____ Supplied text

Monday, May 16, 2016

Ramp Salt




Ramps are hands down my favorite of all wild foragables. The power packed combination of garlic and onion gets me crazy excited to get out into the woods looking for them. Year after year I pick them and then try different methods to preserve them so I can use them all through out the year. In the past I have pickled them and made pesto's and Chimichurri and all of those are wonderful but I am always looking to find new ways to use them.

This year I had about a half pound left over after making my Chimichurri. A half pound isn't quite enough to do anything with so I was going to grill them and eat them. Then it occurred to me that maybe I should throw them in the dehydrator over night and see how the dry. They dried really well and looked awesome but then as soon as you touch them they started breaking apart. They were very brittle and wouldn't have held up very well so I tossed them in the food processor and pulsed them into a powder.

Initially I was thinking that I could take the powder and add it to pasta and make some kind of ramp pasta. The only problem was that the ramp powder only added up to about 1/4 cup. Then it hit me, I could just add the ramp powder to salt and make a ramp salt to use through out the year. The very first thing I had to do was use it on a venison steak and it was perfect. I am going to try grilling some northern pike in the next couple of weeks and want to season those pike with ramp salt.





Ramp Salt

1/4 cup died ramp powder
1 cup kosher salt

Mix thoroughly and enjoy. 





Tuesday, May 3, 2016

Ramp Beignet's with Ramp Green Goddess Dressing


Ramps are easily my favorite wild foragable. I look forward to heading out into searching for ramps the same way I do for deer. Luckily ramps will come back every year in the same area as long as you don't over pick them. so once you find a couple of different spots you can go right back to them year after year. I have 6-7 spots that I hit up every spring to pick them and usually only pick about 3 pounds a year. That way I can have some immediately and then have some to preserve and keep throughout the rest of the year.

________
____ Data entries

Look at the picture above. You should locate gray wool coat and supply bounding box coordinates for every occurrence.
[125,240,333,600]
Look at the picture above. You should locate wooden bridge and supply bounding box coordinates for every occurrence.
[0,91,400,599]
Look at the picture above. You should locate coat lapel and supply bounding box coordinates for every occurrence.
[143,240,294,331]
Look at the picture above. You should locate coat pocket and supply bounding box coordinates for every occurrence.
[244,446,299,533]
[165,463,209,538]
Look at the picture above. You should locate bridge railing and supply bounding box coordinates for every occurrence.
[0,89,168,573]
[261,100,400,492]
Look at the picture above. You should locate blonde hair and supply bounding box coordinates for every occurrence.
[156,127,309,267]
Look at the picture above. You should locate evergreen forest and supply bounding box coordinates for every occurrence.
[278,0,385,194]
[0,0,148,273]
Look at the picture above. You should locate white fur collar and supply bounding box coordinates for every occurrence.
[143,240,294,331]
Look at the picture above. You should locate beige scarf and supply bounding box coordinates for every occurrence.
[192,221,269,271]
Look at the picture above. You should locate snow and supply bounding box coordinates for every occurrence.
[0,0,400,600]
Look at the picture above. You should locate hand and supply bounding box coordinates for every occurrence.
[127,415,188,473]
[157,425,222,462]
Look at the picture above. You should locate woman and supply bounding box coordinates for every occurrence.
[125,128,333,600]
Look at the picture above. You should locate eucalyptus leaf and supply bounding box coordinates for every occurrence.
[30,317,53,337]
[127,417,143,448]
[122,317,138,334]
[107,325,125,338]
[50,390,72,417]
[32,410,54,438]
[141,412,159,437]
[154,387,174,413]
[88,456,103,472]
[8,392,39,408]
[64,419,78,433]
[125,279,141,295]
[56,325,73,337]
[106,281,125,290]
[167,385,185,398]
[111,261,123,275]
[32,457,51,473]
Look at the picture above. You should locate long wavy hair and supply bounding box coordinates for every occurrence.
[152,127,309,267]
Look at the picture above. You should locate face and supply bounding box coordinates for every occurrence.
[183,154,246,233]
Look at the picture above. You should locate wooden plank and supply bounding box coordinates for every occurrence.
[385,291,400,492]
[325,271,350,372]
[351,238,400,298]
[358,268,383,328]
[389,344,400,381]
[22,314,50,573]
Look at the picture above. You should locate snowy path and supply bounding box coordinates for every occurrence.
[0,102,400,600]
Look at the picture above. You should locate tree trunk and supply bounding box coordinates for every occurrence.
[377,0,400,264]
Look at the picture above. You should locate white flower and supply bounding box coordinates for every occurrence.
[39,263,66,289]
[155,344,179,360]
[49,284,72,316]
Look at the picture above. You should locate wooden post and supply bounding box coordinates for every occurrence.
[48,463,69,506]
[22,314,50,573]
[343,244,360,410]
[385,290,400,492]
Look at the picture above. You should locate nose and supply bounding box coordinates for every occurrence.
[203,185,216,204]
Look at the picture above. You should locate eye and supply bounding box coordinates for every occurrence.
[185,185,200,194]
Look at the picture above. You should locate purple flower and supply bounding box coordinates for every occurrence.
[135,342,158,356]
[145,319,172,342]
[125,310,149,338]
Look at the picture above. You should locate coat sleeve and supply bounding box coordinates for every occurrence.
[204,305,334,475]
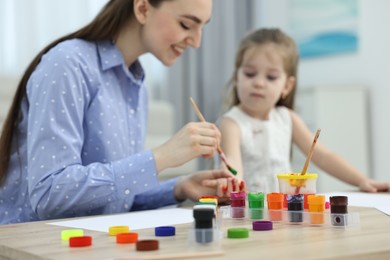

________

• [What to work on]
**A)** Reproduce the passage of the ramp blog post above, starting at "This year I" and ending at "into a powder.".
**B)** In the ramp blog post above, what was the ramp salt first used on?

• [Solved tasks]
**A)**
This year I had about a half pound left over after making my Chimichurri. A half pound isn't quite enough to do anything with so I was going to grill them and eat them. Then it occurred to me that maybe I should throw them in the dehydrator over night and see how the dry. They dried really well and looked awesome but then as soon as you touch them they started breaking apart. They were very brittle and wouldn't have held up very well so I tossed them in the food processor and pulsed them into a powder.

**B)** A venison steak.